* Start DATA SECTION *

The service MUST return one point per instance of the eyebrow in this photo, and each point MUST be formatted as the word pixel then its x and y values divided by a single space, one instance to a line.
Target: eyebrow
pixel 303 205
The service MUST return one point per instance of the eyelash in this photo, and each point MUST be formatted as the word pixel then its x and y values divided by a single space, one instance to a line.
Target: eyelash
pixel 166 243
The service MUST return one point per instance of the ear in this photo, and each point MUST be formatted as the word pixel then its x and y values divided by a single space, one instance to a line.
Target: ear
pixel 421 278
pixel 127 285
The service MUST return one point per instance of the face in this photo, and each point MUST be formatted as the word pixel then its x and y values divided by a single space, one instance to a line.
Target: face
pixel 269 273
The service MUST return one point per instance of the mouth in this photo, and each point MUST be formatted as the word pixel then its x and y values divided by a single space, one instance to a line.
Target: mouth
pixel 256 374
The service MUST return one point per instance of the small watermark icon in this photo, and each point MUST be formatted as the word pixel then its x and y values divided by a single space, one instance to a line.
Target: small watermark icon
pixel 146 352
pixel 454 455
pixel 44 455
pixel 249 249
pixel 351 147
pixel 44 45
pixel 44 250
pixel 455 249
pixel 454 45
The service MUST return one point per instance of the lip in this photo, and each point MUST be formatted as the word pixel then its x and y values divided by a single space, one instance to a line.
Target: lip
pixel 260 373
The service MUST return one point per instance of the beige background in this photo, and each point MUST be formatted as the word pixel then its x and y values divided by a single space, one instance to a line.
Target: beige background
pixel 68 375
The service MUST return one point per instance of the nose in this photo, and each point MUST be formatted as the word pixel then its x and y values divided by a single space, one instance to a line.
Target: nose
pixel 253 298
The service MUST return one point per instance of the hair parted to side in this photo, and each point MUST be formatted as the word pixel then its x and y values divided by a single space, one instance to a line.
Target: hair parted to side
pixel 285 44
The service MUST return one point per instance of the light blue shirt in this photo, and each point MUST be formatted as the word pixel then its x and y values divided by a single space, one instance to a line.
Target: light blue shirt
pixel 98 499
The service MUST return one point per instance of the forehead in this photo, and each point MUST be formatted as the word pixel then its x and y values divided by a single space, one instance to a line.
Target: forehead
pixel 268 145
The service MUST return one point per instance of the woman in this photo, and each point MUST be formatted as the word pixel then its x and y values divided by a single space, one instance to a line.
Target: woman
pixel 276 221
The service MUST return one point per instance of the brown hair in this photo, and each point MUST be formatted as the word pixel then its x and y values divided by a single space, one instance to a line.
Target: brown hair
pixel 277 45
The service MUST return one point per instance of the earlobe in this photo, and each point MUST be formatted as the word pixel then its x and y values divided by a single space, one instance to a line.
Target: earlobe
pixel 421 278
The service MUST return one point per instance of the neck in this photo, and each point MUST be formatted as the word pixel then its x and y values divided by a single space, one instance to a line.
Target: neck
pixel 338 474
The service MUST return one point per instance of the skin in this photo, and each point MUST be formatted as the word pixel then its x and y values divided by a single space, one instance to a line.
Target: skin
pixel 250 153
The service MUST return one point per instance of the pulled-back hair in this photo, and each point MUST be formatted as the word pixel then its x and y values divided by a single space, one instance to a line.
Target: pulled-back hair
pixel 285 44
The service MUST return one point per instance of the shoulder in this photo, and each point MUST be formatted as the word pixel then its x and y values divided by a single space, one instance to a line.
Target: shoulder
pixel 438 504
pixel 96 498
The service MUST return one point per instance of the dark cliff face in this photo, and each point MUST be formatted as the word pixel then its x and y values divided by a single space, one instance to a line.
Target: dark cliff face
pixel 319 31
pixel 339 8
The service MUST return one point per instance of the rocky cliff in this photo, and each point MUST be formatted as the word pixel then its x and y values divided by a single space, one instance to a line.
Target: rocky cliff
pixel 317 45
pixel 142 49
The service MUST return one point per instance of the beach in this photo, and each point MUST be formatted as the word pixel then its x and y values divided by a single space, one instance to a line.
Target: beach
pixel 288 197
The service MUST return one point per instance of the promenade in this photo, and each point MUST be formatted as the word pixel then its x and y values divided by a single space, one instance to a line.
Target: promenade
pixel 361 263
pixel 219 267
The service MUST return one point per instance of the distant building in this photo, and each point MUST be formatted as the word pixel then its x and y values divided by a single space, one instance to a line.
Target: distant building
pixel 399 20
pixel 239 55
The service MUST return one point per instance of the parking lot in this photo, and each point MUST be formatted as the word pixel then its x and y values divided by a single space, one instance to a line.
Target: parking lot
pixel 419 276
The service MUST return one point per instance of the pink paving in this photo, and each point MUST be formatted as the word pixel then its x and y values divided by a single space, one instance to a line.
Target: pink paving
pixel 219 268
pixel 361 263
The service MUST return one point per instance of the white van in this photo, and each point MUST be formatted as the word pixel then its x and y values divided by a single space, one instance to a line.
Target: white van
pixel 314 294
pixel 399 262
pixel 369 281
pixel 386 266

* End DATA SECTION *

*PROBLEM REQUIREMENTS*
Return all of the entries exactly as they were supplied.

*TASK ANSWER*
The service MUST return one point per instance of the eyebrow in this photo, and each point MUST be formatted as the word pixel then its x and y values divided by a single space, one instance to a line.
Target: eyebrow
pixel 303 205
The service MUST return one point per instance of the eyelash in this photo, and each point MUST be formatted as the word pixel then its x and y values divided by a single space, one instance to a line.
Target: eyelash
pixel 166 243
The service MUST return one point per instance of the ear in this photo, and each point MUST be formatted as the word pixel then its x and y values divided by a single space, one instance to a line.
Target: ear
pixel 421 278
pixel 127 285
The service MUST return one point per instance of the face in this photo, and each point MUST be formatted as the word pixel then its x and y values divided by a single space, one instance to a line.
Target: face
pixel 269 273
The service MUST return one point per instance of the mouth in this photo, and each point MUST be formatted as the word pixel then its x and y values divided by a single space, one instance to a line.
Target: mouth
pixel 256 374
The service MUST return one point per instance of the small watermark icon in this photo, and each point MUST be formatted as the word pixel then its x and y values divided by a single space, one instance to a line.
Target: small watermark icon
pixel 146 352
pixel 454 455
pixel 44 455
pixel 249 249
pixel 351 147
pixel 44 45
pixel 44 250
pixel 455 249
pixel 454 45
The service MUST return one point per instance of the lip in this photo, and each point MUST be formatted as the word pixel then its x and y values divided by a single space, one instance to a line.
Target: lip
pixel 260 373
The service MUST return one point per instance of the beige background in this photo, and each point MUST be formatted as the word pixel then its x and y values divided by a single space, one instance to a line.
Target: beige background
pixel 68 375
The service MUST return one point per instance of the nose in this photo, and each point MUST be formatted as the word pixel then its x and y values divided by a single space, one instance to a line.
Target: nose
pixel 253 298
The service MUST return one point per instance of the hair parted to side in this photo, and each point MUST be formatted as the word pixel then its x and y values divided by a single space, one instance to a line.
Target: hair parted to side
pixel 285 44
The service MUST return one point per instance of the light blue shirt in this photo, and each point MUST be formatted as the word pixel then its x and y values divided by a single space, one instance to a line.
Target: light blue shirt
pixel 98 499
The service MUST return one point per instance of the forehead in this photo, and each point MUST be formatted as the word pixel then its x and y values divided by a single space, one instance to a line.
Target: forehead
pixel 268 145
The service MUST return one point per instance of the woman in this photo, and each point MUST be formatted as the word pixel then its x and y values divided by a single space, one instance to a line.
Target: woman
pixel 276 221
The service MUST return one point per instance of the brown hair in this photo, and each point MUST be formatted as the word pixel then its x and y values divided by a single space, one instance to a line.
Target: brown hair
pixel 277 45
The service MUST return one point per instance of the earlobe in this photo, and each point MUST be formatted as the word pixel then its x and y values divided by a single space, one instance to a line.
Target: earlobe
pixel 421 278
The service MUST return one point per instance of the neck in this photo, and each point MUST be formatted as the word pixel then its x and y values divided by a single space, one instance to a line.
Target: neck
pixel 338 474
The service MUST return one point per instance of the skin in this photo, and each point MUST be formatted as the word pixel then its x and y values divided by a single space, one instance to a line.
Target: skin
pixel 250 153
The service MUST return one point per instance of the pulled-back hair in this photo, and each point MUST be formatted as the word pixel then its x and y values divided by a single space, one instance to a line.
Target: pulled-back hair
pixel 285 44
The service MUST return one point per instance of the shoulder in this photo, and each point MUST be formatted as the word pixel then its x and y values divided by a single space, one instance to a line.
Target: shoulder
pixel 438 504
pixel 96 498
The service MUST return one point per instance of the dark cliff face in this photo, and each point MUST be formatted as the word pixel then its x and y values divided by a single space, one instance to a line.
Target: dark cliff face
pixel 319 31
pixel 339 8
The service MUST return one point per instance of the rocky cliff in this photo, and each point MUST be formatted as the word pixel then its x and y values divided by a single space, one instance to a line.
Target: rocky cliff
pixel 317 45
pixel 142 49
The service MUST return one point per instance of the beach in this photo, and each point MUST be formatted as the word pixel then its x and y values divided by a single space, one instance to a line.
Target: beach
pixel 288 197
The service MUST return one point per instance of the promenade in this photo, and each point MUST be formatted as the word pixel then its x and y values divided by a single space, one instance to a line.
Target: promenade
pixel 361 263
pixel 219 267
The service MUST return one point per instance of the distant building in this photo, and each point MUST be formatted as the word pixel then its x and y values divided by a single space, one instance to a line.
Target: distant building
pixel 399 20
pixel 239 55
The service MUST return one point per instance of the parking lot in this photo, and each point MUST be formatted as the word pixel then its x and y values divided by a single space, one instance to a line.
Target: parking lot
pixel 419 276
The service MUST return one point per instance of the pink paving in this photo, and each point MUST be formatted as the word pixel then its x and y values divided by a single space, one instance to a line.
Target: pink paving
pixel 219 268
pixel 361 263
The service MUST return one point per instance of the white van in this photo, and each point MUST be formatted as the word pixel then its x and y values divided by a single space, one instance to a line.
Target: white van
pixel 314 294
pixel 399 262
pixel 369 281
pixel 386 266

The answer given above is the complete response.